## Activity:
Please convert each line of the data below into a JSON list of strings, one string per line, leaving out blank lines.

## Provided entries:
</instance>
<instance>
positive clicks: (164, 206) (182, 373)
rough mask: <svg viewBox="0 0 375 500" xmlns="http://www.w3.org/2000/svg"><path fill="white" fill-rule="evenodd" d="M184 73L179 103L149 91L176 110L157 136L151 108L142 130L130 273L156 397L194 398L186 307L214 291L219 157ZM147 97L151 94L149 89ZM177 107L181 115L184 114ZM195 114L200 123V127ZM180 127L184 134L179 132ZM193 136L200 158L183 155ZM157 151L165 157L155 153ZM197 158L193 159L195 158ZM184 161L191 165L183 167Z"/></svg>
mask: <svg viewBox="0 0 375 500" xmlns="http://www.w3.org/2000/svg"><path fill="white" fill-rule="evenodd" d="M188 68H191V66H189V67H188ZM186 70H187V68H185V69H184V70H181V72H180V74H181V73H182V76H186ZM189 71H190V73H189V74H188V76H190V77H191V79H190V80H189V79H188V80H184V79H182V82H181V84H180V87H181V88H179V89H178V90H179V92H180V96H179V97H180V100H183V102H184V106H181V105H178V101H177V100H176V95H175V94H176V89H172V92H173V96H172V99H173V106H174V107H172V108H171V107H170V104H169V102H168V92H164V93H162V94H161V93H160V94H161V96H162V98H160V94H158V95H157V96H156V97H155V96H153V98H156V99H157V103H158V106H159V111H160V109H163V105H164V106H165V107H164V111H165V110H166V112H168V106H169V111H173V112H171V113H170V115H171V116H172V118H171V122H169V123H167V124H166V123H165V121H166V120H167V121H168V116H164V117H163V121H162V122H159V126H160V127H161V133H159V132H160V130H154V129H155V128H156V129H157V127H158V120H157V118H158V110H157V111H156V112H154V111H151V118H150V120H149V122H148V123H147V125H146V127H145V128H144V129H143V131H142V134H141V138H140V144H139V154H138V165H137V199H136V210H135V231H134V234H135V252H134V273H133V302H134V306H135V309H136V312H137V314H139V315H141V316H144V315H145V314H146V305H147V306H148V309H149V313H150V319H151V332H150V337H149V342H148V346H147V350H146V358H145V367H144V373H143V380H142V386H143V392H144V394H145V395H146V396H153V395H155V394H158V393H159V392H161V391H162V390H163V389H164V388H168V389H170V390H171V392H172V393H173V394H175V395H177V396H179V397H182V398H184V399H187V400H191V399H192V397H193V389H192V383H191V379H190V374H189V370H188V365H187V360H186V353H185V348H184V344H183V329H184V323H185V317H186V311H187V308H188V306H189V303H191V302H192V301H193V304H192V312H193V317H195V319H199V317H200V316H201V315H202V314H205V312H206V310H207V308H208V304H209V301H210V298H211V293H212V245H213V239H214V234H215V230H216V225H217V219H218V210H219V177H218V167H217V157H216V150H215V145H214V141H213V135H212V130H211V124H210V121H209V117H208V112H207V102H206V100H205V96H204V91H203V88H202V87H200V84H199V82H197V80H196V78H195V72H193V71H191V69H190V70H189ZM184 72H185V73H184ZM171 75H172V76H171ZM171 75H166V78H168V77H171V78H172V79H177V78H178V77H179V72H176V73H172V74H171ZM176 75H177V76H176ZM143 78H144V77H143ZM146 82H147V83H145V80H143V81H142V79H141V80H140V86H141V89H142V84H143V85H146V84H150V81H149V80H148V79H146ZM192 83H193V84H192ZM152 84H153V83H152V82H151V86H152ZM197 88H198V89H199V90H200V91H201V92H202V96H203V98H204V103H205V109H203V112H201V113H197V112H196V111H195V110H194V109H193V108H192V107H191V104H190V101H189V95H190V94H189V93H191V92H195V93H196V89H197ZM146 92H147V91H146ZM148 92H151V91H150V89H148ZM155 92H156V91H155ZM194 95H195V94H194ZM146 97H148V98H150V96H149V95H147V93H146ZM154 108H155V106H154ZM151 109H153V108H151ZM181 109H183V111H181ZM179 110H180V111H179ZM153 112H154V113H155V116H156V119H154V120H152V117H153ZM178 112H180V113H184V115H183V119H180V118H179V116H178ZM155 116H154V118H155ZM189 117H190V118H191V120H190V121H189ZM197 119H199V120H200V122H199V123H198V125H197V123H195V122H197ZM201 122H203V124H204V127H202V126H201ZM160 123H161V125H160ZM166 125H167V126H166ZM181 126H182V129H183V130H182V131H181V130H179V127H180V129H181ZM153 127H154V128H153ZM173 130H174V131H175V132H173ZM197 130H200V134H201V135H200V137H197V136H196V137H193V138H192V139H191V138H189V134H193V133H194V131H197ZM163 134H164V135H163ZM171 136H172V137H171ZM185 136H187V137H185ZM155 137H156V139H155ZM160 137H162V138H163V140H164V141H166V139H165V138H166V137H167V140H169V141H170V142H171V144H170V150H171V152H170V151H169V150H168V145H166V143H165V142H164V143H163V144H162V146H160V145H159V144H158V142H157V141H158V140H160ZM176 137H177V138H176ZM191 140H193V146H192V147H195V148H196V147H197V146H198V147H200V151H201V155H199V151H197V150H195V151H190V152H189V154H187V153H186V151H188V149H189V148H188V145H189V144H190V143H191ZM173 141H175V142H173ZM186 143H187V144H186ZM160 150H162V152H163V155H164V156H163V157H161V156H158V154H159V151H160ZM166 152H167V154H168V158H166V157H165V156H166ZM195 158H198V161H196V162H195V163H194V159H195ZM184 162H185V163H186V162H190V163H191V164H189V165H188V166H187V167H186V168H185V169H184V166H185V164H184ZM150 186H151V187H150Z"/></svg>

## Answer:
[
  "</instance>",
  "<instance>",
  "positive clicks: (164, 206) (182, 373)",
  "rough mask: <svg viewBox=\"0 0 375 500\" xmlns=\"http://www.w3.org/2000/svg\"><path fill=\"white\" fill-rule=\"evenodd\" d=\"M184 73L179 103L149 91L176 110L157 136L151 108L142 130L130 273L156 397L194 398L186 307L214 291L219 157ZM147 97L151 94L149 89ZM177 107L181 115L184 114ZM195 114L200 123V127ZM180 127L184 134L179 132ZM193 136L200 158L183 155ZM157 151L165 157L155 153ZM197 158L193 159L195 158ZM184 161L191 165L183 167Z\"/></svg>",
  "mask: <svg viewBox=\"0 0 375 500\" xmlns=\"http://www.w3.org/2000/svg\"><path fill=\"white\" fill-rule=\"evenodd\" d=\"M188 68H191V66H189V67H188ZM186 70H187V68H185V69H184V70H181V72H180V74H181V73H182V76H186ZM189 71H190V73H189V74H188V76H190V77H191V79H190V80H189V79H188V80H184V79H182V82H181V84H180V87H181V88H179V89H178V90H179V92H180V96H179V97H180V100H183V102H184V106H181V105H178V101H177V100H176V95H175V94H176V89H172V92H173V96H172V99H173V106H174V107H172V108H171V107H170V104H169V102H168V92H164V93H162V94H161V93H160V94H161V96H162V98H160V94H158V95H157V96H156V97H155V96H153V98H156V99H157V103H158V106H159V111H160V109H163V105H164V106H165V107H164V111H165V110H166V112H168V106H169V111H173V112H171V113H170V115H171V116H172V118H171V122H169V123H167V124H166V123H165V121H166V120H167V121H168V116H164V117H163V121H162V122H159V126H160V127H161V133H159V132H160V130H154V129H155V128H156V129H157V127H158V120H157V118H158V110H157V111H156V112H154V111H151V118H150V120H149V122H148V123H147V125H146V127H145V128H144V129H143V131H142V134H141V138H140V144H139V154H138V165H137V199H136V210H135V231H134V234H135V252H134V273H133V302H134V306H135V309H136V312H137V314H139V315H141V316H144V315H145V314H146V305H147V306H148V309H149V313H150V319H151V332H150V337H149V342H148V346H147V350H146V358H145V367H144V373H143V380H142V386H143V392H144V394H145V395H146V396H153V395H155V394H158V393H159V392H161V391H162V390H163V389H164V388H168V389H170V390H171V392H172V393H173V394H175V395H177V396H179V397H182V398H184V399H187V400H191V399H192V397H193V389H192V383H191V379H190V374H189V370H188V365H187V360H186V353H185V348H184V344H183V329H184V323H185V317H186V311H187V308H188V306H189V303H191V302H192V301H193V304H192V312H193V317H195V319H199V317H200V316H201V315H202V314H205V312H206V310H207V308H208V304H209V301H210V298H211V293H212V245H213V239H214V234H215V230H216V225H217V219H218V210H219V177H218V167H217V157H216V150H215V145H214V141H213V135H212V130H211V124H210V121H209V117H208V112H207V102H206V100H205V96H204V91H203V88H202V87H200V84H199V82H197V80H196V78H195V72H193V71H191V69H190V70H189ZM184 72H185V73H184ZM171 75H172V76H171ZM171 75H166V78H168V77H171V78H172V79H177V78H178V77H179V72H176V73H172V74H171ZM176 75H177V76H176ZM143 78H144V77H143ZM146 82H147V83H145V80H143V81H142V79H141V80H140V86H141V89H142V84H143V85H146V84H150V81H149V80H148V79H146ZM192 83H193V84H192ZM152 84H153V83H152V82H151V86H152ZM197 88H198V89H199V90H200V91H201V92H202V96H203V98H204V103H205V109H203V112H201V113H197V112H196V111H195V110H194V109H193V108H192V107H191V104H190V101H189V95H190V94H189V93H191V92H195V93H196V89H197ZM146 92H147V91H146ZM148 92H151V91H150V89H148ZM155 92H156V91H155ZM194 95H195V94H194ZM146 97H148V98H150V96H149V95H147V93H146ZM154 108H155V106H154ZM151 109H153V108H151ZM181 109H183V111H181ZM179 110H180V111H179ZM153 112H154V113H155V116H156V119H154V120H152V117H153ZM178 112H180V113H184V115H183V119H180V118H179V116H178ZM155 116H154V118H155ZM189 117H190V118H191V120H190V121H189ZM197 119H199V120H200V122H199V123H198V125H197V123H195V122H197ZM201 122H203V124H204V127H202V126H201ZM160 123H161V125H160ZM166 125H167V126H166ZM181 126H182V129H183V130H182V131H181V130H179V127H180V129H181ZM153 127H154V128H153ZM173 130H174V131H175V132H173ZM197 130H200V134H201V135H200V137H197V136H196V137H193V138H192V139H191V138H189V134H193V133H194V131H197ZM163 134H164V135H163ZM171 136H172V137H171ZM185 136H187V137H185ZM155 137H156V139H155ZM160 137H162V138H163V140H164V141H166V139H165V138H166V137H167V140H169V141H170V142H171V144H170V150H171V152H170V151H169V150H168V145H166V143H165V142H164V143H163V144H162V146H160V145H159V144H158V142H157V141H158V140H160ZM176 137H177V138H176ZM191 140H193V146H192V147H195V148H196V147H197V146H198V147H200V151H201V155H199V151H197V150H195V151H190V152H189V154H187V153H186V151H188V149H189V148H188V145H189V144H190V143H191ZM173 141H175V142H173ZM186 143H187V144H186ZM160 150H162V152H163V155H164V156H163V157H161V156H158V154H159V151H160ZM166 152H167V154H168V158H166V157H165V156H166ZM195 158H198V161H196V162H195V163H194V159H195ZM184 162H185V163H186V162H190V163H191V164H189V165H188V166H187V167H186V168H185V169H184V166H185V164H184ZM150 186H151V187H150Z\"/></svg>"
]